Do this: Render the data as a JSON list of strings, one per line with blank lines dropped, for the stretch from the start through the line containing "165;425;187;452", both ends included. Leave the pictures out of the answer.

>> BEGIN

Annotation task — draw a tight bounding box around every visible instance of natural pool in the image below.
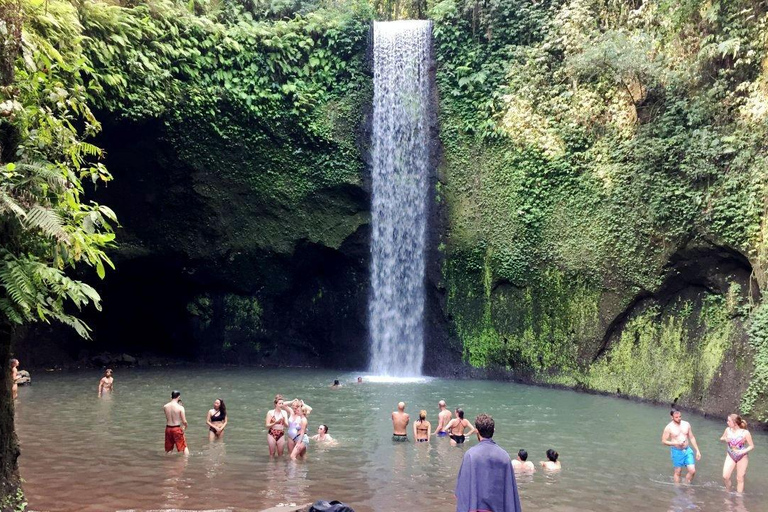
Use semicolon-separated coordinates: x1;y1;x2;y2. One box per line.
16;368;768;512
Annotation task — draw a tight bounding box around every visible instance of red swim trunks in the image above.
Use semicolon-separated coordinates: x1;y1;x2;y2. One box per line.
165;425;187;452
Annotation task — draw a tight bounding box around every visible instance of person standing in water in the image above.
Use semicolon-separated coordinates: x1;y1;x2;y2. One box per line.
539;448;562;471
445;408;475;446
163;391;189;455
266;395;288;457
311;425;336;445
434;400;451;437
205;398;229;441
10;359;19;400
392;402;411;443
720;414;755;493
413;409;432;443
661;409;701;484
99;368;115;398
288;398;311;460
512;450;536;473
455;414;522;512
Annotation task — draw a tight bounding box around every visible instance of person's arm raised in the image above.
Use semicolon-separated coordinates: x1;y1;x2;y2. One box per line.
688;427;701;460
741;431;755;453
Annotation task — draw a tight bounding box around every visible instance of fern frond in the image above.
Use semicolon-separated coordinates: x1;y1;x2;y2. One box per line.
0;299;24;325
0;188;27;220
25;205;70;243
0;259;35;319
52;313;91;340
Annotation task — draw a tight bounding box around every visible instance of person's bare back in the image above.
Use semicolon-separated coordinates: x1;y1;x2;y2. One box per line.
434;400;451;436
163;400;187;428
392;402;411;436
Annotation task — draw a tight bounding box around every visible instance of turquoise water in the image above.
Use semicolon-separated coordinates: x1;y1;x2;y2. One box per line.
16;368;768;512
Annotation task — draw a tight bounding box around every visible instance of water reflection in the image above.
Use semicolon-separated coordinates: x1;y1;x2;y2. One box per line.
162;454;192;508
10;369;768;512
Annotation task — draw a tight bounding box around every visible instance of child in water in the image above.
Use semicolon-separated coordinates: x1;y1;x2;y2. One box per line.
539;448;561;471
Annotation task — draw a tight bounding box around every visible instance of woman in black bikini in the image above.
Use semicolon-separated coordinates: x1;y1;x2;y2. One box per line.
413;409;432;443
265;395;288;457
445;409;475;446
205;398;228;441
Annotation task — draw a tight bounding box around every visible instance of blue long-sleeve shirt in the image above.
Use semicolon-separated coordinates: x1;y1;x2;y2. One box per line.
456;439;522;512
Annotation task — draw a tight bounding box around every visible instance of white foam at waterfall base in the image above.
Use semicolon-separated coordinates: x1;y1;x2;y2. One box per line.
368;21;432;377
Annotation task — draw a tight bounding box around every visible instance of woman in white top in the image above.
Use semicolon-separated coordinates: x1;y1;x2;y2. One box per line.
720;414;755;493
266;395;288;457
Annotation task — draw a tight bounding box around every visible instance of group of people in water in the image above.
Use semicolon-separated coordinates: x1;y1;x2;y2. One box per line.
661;409;755;493
392;400;561;472
9;359;755;493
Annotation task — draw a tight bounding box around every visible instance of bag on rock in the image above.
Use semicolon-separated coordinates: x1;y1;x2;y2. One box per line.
309;500;355;512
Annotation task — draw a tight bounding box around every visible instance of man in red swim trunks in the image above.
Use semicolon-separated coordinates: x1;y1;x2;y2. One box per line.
163;391;189;455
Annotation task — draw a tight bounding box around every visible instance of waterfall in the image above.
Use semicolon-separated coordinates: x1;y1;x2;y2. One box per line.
368;21;432;377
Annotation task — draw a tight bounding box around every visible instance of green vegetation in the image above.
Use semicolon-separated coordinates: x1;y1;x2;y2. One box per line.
429;0;768;417
0;4;768;504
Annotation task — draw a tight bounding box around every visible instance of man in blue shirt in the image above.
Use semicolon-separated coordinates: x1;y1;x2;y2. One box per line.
456;414;522;512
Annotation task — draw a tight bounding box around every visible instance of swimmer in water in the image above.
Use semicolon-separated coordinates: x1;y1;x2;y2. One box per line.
539;448;561;471
413;409;432;443
434;400;451;437
720;414;755;493
312;425;336;446
205;398;229;441
661;409;701;484
287;398;309;460
444;409;475;446
99;368;115;398
163;391;189;455
512;450;536;473
266;395;288;457
392;402;411;443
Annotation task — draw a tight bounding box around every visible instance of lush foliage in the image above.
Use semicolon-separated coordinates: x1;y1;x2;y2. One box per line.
79;0;373;252
430;0;768;416
0;0;116;337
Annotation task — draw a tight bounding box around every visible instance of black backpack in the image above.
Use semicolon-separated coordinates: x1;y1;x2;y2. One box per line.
309;500;355;512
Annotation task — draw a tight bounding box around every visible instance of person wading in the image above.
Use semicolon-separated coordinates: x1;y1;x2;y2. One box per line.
392;402;411;443
163;391;189;455
456;414;522;512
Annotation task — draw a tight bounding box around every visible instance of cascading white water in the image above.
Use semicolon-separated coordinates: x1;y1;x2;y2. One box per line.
368;21;432;377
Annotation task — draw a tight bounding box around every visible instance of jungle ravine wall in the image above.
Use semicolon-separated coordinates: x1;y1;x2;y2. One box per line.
0;0;768;506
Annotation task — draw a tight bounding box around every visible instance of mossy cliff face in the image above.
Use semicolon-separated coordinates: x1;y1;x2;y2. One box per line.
19;1;373;367
430;0;768;422
10;0;768;421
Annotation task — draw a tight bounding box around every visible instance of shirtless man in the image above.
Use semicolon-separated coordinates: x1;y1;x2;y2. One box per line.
11;359;19;400
392;402;411;443
512;450;536;473
444;409;475;446
265;394;290;457
99;368;115;397
311;425;336;445
163;391;189;455
661;409;701;484
433;400;451;437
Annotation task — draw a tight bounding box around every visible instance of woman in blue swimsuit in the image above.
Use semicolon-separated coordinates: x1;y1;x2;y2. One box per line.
720;414;755;493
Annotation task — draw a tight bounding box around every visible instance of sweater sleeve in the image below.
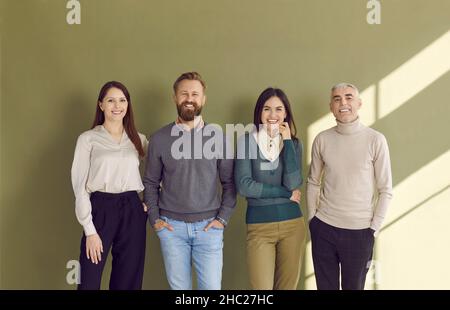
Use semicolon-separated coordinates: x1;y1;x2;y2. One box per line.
370;135;392;232
282;139;303;191
234;134;292;198
217;136;236;222
143;138;163;225
306;137;324;221
71;133;97;236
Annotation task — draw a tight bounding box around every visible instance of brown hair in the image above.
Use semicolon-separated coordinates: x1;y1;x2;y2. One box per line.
91;81;145;157
173;72;206;93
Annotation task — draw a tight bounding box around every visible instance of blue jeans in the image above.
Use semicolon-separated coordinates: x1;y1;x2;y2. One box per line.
156;216;223;290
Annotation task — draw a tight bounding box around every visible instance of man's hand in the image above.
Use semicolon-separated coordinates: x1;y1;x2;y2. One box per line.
86;234;103;264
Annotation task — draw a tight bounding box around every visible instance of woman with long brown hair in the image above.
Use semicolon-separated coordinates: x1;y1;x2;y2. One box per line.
71;81;148;289
234;87;306;290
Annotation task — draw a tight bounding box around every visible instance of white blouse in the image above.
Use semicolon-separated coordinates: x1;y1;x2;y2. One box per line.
71;125;148;236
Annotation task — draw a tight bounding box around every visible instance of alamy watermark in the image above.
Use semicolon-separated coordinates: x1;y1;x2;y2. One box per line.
366;0;381;25
170;120;281;170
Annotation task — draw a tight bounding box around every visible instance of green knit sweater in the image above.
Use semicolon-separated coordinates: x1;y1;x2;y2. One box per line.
234;133;303;224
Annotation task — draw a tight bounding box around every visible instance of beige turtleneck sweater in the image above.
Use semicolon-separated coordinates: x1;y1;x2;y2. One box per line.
306;119;392;231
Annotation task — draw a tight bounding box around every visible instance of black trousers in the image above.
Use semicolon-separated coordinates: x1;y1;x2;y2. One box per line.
309;217;374;290
78;191;147;290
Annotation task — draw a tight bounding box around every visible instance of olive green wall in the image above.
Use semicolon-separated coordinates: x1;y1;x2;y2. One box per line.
0;0;450;289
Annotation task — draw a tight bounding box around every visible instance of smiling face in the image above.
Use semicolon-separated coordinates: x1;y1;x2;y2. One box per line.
99;87;128;122
330;86;361;123
261;96;287;129
174;79;206;122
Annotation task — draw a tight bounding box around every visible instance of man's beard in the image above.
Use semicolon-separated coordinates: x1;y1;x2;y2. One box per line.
177;101;202;122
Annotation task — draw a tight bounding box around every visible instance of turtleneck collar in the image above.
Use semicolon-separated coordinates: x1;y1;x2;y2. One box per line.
336;117;364;135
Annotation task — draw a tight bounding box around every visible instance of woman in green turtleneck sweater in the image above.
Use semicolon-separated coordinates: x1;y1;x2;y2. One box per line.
235;88;306;289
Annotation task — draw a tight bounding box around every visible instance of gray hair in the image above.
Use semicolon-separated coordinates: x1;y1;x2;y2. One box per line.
331;82;359;98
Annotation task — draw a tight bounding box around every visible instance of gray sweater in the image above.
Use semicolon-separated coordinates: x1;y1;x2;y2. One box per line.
143;123;236;225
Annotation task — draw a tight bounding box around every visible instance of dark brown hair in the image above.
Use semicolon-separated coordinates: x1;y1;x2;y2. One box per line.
173;72;206;93
91;81;145;157
253;87;298;140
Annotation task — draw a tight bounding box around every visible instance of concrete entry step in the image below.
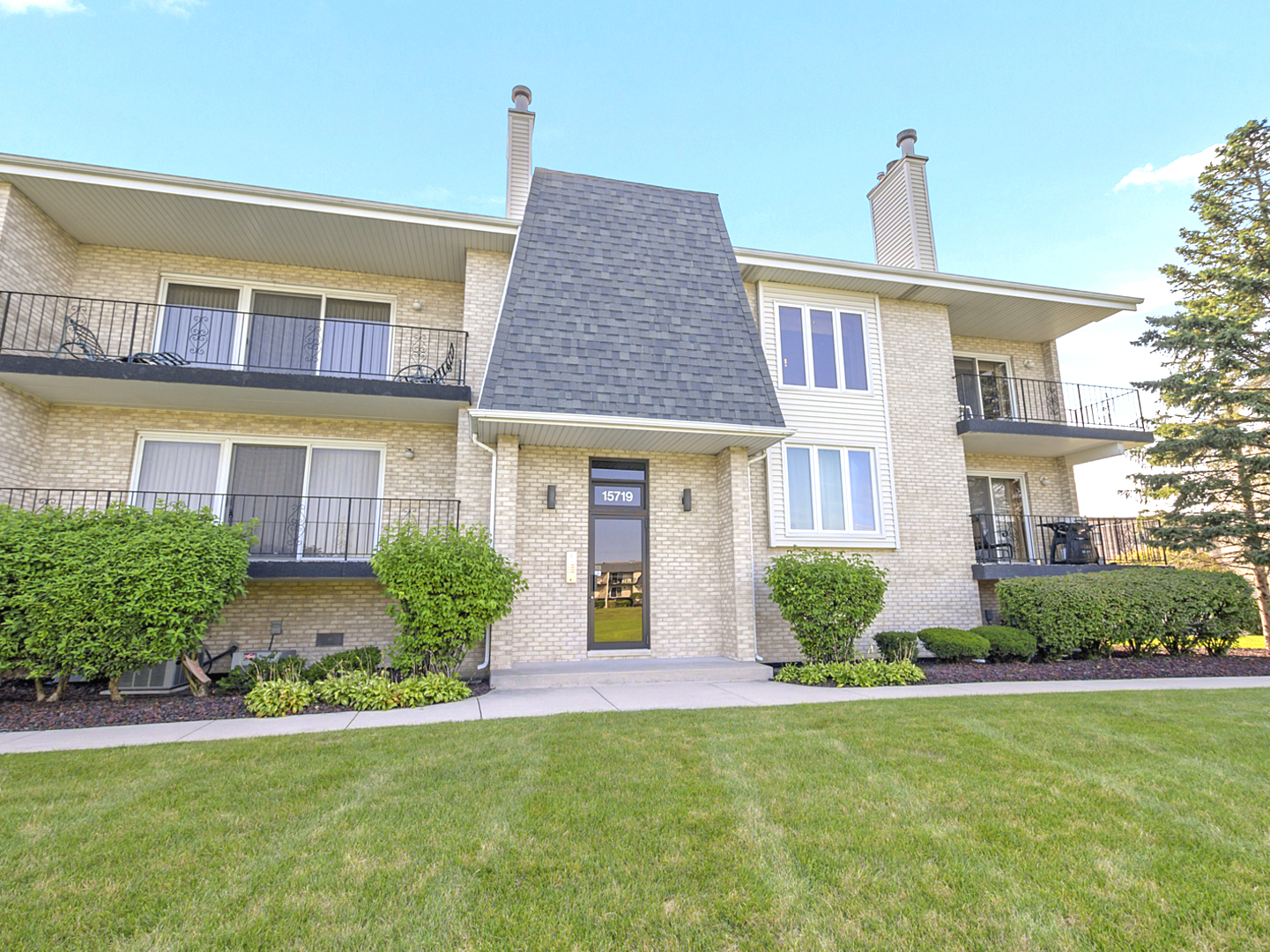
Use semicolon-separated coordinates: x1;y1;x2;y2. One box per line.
489;657;772;688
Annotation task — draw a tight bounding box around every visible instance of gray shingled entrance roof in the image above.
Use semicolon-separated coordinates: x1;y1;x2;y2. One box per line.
480;169;785;427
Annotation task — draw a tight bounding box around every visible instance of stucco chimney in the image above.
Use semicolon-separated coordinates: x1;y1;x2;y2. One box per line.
869;129;940;271
507;86;533;219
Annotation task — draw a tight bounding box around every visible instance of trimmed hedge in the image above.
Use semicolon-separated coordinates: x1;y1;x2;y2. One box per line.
970;625;1036;661
917;628;991;661
873;632;917;661
997;569;1259;661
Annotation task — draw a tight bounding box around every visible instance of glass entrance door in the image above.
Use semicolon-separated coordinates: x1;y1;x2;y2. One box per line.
587;460;649;650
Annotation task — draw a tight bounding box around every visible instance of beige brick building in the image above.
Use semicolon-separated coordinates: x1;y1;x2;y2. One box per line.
0;96;1151;678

>> END

Complete response:
[
  "Annotation task — draw a tight bounding box around every visible instance of natural pool in the image below.",
  "Use semicolon-separated coordinates: x1;y1;x2;y2. One box per line.",
  "16;368;768;512",
  "Annotation task — draw a tight bounding box around every visible instance of red swim trunks in the image above.",
  "Use semicolon-separated coordinates: x1;y1;x2;y2. One box per line.",
  "165;425;187;452"
]